# Provided material
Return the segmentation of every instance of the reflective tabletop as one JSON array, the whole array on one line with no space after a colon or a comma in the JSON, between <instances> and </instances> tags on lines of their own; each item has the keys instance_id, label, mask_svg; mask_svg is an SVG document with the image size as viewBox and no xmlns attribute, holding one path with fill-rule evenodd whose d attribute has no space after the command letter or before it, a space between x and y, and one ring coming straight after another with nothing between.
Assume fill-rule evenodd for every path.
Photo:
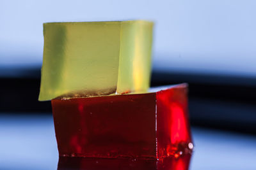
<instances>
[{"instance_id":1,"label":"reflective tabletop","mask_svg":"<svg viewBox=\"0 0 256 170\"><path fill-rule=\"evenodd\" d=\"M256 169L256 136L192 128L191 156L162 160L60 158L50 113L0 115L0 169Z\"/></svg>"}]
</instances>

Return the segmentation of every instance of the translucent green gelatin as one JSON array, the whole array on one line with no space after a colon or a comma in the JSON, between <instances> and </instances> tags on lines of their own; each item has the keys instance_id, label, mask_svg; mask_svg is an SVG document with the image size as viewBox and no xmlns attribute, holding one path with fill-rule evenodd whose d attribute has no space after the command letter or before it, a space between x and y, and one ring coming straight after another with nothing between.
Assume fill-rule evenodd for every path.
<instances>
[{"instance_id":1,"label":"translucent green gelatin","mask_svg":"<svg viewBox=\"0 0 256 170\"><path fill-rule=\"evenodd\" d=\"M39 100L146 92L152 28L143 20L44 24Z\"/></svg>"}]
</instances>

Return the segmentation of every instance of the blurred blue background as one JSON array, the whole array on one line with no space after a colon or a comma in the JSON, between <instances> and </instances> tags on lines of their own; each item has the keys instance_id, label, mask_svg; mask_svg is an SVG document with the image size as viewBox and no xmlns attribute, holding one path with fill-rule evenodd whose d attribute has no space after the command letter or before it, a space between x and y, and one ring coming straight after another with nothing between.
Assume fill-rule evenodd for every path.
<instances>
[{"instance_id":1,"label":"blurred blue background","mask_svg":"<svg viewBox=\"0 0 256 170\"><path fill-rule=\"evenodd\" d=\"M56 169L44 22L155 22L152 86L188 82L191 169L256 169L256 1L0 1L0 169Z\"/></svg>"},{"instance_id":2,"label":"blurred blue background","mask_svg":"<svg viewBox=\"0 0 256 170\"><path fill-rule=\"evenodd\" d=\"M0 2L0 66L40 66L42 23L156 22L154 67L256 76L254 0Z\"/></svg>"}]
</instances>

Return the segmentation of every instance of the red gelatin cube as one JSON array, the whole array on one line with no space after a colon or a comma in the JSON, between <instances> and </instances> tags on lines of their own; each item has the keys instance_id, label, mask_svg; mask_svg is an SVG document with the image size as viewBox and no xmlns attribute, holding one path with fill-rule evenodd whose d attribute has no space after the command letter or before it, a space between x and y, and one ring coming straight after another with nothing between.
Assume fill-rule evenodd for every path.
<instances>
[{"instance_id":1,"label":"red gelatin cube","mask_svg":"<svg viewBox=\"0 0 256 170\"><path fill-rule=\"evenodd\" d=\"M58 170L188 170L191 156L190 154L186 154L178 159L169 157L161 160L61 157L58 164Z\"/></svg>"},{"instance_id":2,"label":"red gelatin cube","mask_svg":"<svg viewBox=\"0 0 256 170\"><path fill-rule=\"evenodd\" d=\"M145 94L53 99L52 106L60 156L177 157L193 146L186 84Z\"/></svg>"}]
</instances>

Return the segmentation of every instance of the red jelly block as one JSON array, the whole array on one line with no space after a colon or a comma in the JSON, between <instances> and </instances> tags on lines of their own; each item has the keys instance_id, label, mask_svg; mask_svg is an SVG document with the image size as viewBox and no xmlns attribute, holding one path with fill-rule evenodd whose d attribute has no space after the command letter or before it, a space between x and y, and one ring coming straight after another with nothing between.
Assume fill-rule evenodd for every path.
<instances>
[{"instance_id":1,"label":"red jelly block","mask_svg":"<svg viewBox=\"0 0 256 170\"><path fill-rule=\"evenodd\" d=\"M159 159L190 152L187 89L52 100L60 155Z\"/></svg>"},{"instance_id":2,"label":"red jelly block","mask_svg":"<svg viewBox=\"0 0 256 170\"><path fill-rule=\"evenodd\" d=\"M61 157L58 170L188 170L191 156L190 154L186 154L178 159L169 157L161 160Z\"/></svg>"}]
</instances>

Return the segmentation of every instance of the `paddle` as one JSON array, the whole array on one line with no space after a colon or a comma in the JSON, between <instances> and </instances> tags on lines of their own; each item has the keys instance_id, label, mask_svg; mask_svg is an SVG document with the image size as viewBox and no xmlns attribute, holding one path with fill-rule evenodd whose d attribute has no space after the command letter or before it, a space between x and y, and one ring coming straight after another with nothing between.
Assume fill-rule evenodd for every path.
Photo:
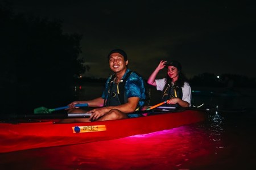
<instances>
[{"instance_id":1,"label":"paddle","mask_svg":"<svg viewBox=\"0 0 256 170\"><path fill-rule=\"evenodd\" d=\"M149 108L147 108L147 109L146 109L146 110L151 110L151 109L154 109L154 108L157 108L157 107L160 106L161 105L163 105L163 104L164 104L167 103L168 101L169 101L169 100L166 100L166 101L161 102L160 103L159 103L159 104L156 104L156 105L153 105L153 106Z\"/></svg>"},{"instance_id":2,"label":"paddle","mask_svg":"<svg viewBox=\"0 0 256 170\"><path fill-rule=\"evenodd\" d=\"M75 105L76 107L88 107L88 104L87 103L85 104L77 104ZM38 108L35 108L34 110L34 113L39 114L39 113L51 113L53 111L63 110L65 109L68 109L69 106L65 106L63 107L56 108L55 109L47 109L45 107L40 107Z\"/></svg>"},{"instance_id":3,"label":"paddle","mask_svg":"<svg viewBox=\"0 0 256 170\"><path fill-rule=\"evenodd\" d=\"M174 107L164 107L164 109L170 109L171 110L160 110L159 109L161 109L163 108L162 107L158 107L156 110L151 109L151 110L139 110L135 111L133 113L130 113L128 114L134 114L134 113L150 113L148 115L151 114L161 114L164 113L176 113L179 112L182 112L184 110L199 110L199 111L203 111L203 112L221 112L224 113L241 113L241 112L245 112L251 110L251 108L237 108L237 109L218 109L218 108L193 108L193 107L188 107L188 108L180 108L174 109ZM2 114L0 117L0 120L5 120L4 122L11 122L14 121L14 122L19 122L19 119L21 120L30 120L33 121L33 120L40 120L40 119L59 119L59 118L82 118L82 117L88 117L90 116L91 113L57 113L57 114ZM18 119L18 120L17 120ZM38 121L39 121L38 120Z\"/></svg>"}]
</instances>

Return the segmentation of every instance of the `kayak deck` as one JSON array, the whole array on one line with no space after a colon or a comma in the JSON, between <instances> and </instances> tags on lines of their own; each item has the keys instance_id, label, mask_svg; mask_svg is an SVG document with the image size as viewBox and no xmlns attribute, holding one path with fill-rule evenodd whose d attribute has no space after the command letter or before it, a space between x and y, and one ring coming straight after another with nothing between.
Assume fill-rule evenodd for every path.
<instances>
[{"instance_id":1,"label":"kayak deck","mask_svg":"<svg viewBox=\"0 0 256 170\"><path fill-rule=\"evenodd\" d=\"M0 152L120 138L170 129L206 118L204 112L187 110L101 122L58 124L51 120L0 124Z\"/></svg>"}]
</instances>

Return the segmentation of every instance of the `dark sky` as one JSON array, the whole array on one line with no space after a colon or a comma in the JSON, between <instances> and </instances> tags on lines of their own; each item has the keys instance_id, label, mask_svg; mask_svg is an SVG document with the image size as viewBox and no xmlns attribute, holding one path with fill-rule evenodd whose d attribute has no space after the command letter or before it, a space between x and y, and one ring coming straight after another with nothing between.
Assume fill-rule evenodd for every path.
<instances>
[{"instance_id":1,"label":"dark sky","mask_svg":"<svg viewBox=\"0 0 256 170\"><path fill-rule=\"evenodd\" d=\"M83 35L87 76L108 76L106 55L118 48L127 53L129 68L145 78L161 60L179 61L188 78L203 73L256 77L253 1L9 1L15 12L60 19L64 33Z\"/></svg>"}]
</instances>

==

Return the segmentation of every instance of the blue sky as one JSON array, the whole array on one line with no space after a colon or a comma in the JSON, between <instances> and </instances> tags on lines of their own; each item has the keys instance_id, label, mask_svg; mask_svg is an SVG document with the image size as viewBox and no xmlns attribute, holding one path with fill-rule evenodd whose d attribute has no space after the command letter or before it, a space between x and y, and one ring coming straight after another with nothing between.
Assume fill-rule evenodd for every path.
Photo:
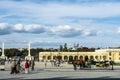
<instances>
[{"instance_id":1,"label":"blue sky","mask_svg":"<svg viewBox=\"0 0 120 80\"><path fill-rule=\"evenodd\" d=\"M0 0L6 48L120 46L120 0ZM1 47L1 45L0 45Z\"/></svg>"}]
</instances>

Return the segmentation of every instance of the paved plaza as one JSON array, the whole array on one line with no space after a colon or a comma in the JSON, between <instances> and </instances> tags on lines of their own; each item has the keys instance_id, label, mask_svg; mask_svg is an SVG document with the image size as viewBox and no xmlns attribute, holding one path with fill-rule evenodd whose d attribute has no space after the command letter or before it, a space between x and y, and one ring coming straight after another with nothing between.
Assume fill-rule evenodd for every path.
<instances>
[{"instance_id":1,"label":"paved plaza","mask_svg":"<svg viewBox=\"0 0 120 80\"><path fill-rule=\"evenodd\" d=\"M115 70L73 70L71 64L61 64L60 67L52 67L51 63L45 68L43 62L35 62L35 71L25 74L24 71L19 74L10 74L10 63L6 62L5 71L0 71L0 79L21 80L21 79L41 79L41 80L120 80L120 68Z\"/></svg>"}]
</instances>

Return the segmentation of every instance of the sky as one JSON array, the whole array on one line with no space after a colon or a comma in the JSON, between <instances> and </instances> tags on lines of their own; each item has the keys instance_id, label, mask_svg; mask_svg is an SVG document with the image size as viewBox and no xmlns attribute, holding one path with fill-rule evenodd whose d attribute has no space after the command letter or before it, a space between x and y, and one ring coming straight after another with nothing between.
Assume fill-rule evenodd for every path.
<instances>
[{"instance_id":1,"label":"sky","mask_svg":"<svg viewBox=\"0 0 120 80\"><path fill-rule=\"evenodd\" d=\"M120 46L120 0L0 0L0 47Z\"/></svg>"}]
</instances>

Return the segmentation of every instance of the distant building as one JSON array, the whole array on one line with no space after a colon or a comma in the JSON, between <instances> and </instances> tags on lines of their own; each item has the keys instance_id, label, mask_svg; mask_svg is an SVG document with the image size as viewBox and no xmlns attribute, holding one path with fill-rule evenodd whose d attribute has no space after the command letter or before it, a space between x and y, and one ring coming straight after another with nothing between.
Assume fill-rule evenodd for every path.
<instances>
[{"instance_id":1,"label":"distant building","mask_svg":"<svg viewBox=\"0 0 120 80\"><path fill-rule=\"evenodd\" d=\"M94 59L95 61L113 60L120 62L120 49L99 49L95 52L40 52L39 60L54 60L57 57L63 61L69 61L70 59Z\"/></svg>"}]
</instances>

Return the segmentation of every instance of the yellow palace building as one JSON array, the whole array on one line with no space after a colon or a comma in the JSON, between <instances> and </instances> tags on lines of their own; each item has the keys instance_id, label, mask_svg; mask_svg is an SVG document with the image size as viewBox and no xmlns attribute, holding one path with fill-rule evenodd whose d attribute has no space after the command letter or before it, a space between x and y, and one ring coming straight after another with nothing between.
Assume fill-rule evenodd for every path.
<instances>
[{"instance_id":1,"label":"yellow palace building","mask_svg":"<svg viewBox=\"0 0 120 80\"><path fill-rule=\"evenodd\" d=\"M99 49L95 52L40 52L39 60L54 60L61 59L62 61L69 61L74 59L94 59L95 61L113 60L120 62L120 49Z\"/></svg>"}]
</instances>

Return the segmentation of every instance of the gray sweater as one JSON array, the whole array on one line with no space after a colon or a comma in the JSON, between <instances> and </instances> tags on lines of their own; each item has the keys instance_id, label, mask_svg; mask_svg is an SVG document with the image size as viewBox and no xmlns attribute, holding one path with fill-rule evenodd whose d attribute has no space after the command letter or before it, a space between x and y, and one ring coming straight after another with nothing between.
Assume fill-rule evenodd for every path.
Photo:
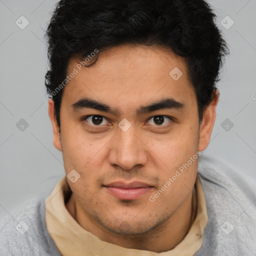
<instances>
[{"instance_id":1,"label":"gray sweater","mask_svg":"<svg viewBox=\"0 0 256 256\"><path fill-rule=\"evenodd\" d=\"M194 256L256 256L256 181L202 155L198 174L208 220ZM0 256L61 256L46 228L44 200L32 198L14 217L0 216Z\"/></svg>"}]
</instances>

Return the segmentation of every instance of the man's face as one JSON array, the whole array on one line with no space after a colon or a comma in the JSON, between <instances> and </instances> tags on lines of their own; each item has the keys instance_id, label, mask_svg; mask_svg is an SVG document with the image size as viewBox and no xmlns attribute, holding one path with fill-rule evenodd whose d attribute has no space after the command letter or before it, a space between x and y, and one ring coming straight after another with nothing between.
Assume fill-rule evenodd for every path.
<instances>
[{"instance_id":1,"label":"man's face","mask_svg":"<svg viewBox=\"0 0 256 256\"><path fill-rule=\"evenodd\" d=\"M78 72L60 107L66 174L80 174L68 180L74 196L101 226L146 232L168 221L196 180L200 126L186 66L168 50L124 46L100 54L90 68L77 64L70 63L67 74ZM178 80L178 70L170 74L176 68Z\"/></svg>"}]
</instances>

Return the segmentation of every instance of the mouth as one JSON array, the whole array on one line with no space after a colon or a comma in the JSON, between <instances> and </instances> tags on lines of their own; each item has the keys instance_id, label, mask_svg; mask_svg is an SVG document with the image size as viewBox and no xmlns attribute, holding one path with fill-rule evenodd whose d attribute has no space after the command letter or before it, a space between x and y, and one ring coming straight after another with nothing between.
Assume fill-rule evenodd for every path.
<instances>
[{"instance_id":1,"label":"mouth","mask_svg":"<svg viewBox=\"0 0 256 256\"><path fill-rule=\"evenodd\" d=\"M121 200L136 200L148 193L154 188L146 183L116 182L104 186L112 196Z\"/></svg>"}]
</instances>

# Set problem
Extract every line above that contains the string "distant". Case counts.

# The solution
Return the segmentation of every instance of the distant building as one JSON array, the whole array on one line with no space after a colon or a comma in the JSON, between <instances> and </instances> tags on lines of their own; each item has the keys instance_id, label, mask_svg; mask_svg is an SVG document with the image size as viewBox and no xmlns attribute, holding one path with fill-rule evenodd whose d attribute has no space after the command letter or before it, a space between x and y, and one ring coming straight after another with nothing between.
[{"instance_id":1,"label":"distant building","mask_svg":"<svg viewBox=\"0 0 120 80\"><path fill-rule=\"evenodd\" d=\"M94 59L95 61L113 60L120 62L120 49L99 49L95 52L40 52L39 60L54 60L57 57L63 61L69 61L70 59Z\"/></svg>"}]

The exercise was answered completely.